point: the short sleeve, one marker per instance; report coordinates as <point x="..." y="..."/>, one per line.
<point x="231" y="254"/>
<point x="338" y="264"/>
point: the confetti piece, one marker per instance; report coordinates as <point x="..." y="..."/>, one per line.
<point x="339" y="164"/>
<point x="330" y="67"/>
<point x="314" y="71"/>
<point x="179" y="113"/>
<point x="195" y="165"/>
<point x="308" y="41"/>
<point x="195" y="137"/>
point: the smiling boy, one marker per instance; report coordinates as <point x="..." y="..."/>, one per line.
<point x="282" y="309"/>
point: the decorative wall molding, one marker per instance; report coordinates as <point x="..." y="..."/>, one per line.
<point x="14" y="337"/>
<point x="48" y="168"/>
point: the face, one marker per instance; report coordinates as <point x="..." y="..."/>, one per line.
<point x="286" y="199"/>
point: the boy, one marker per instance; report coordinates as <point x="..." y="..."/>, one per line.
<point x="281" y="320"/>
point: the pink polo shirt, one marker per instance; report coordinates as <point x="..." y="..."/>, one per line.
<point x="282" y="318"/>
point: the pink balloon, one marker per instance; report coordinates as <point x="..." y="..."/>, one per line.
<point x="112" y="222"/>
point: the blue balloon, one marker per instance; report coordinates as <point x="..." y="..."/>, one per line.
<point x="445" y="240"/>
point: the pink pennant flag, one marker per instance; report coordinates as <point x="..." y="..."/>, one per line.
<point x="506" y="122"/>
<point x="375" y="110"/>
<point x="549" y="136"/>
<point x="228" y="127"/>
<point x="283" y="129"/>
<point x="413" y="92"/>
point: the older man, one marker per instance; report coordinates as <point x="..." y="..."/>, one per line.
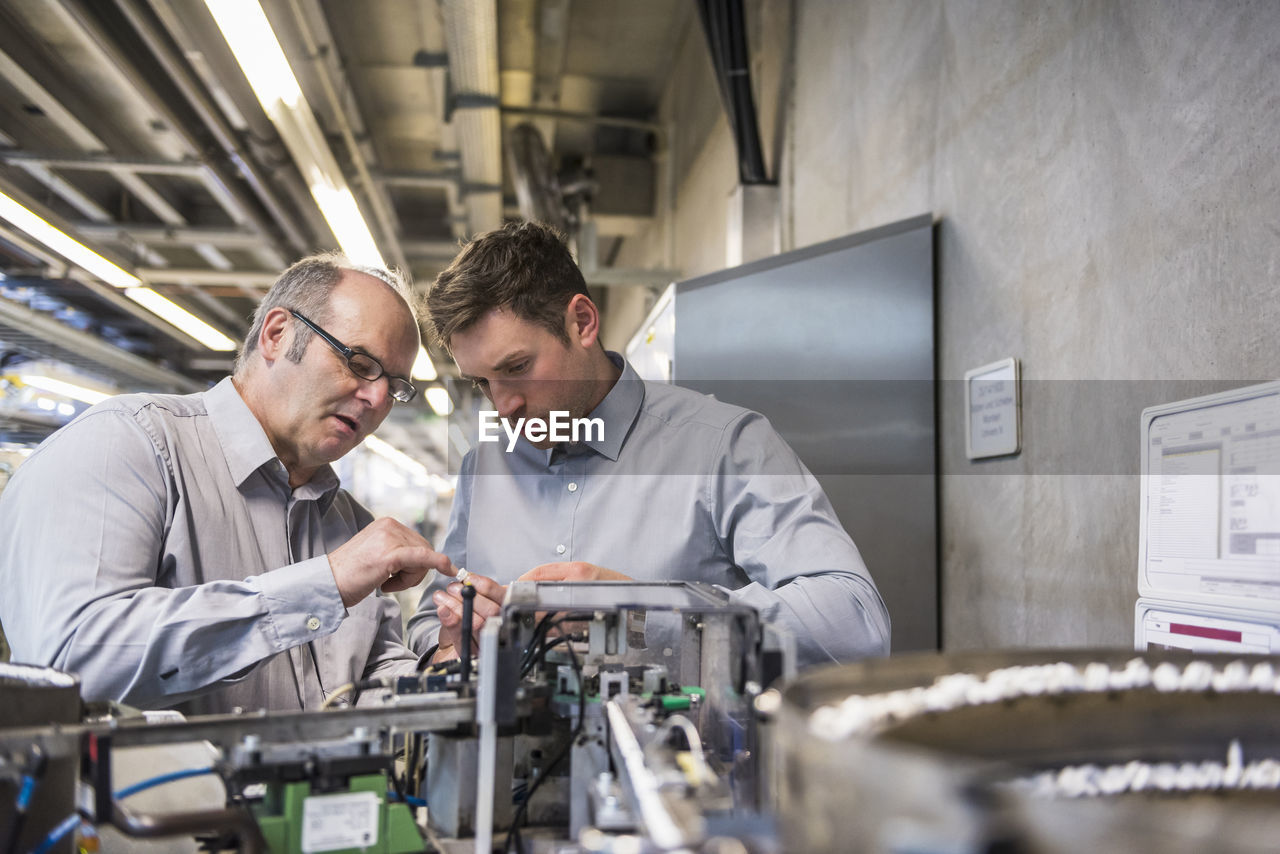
-.-.-
Each entry above has to be set down again verbatim, except for its pictures.

point: the short sleeve, one marker per instance; report coordinates as <point x="..." y="..."/>, one per line.
<point x="231" y="254"/>
<point x="338" y="264"/>
point: the confetti piece, one marker per instance; report coordinates as <point x="..." y="..."/>, one per line.
<point x="339" y="164"/>
<point x="330" y="67"/>
<point x="314" y="71"/>
<point x="179" y="113"/>
<point x="195" y="165"/>
<point x="308" y="41"/>
<point x="195" y="137"/>
point: the smiling boy, one marker per instance; report coordinates as <point x="..." y="..."/>, one per line.
<point x="282" y="309"/>
point: the decorative wall molding, one marker per instance; report coordinates as <point x="..." y="..."/>, one per line.
<point x="14" y="337"/>
<point x="48" y="168"/>
point: the face, one marker per instance; report coordinates as <point x="..." y="..."/>, one per line.
<point x="286" y="199"/>
point: the boy, one marker per instance; report coordinates as <point x="..." y="..."/>, one per line.
<point x="281" y="320"/>
point: the pink polo shirt, one marker per instance; report coordinates as <point x="..." y="..."/>, one per line.
<point x="282" y="318"/>
point: the pink balloon, one marker per instance; report coordinates as <point x="..." y="..."/>, one per line.
<point x="112" y="222"/>
point: the blue balloon, one marker per instance; report coordinates as <point x="..." y="..."/>, one per line.
<point x="445" y="240"/>
point: the pink pennant flag, one marker per instance; report coordinates as <point x="..." y="..."/>, one per line.
<point x="506" y="122"/>
<point x="375" y="110"/>
<point x="549" y="136"/>
<point x="228" y="127"/>
<point x="283" y="129"/>
<point x="413" y="92"/>
point: the older man, one marker per instance; report coordinates as <point x="..." y="..."/>, one per line.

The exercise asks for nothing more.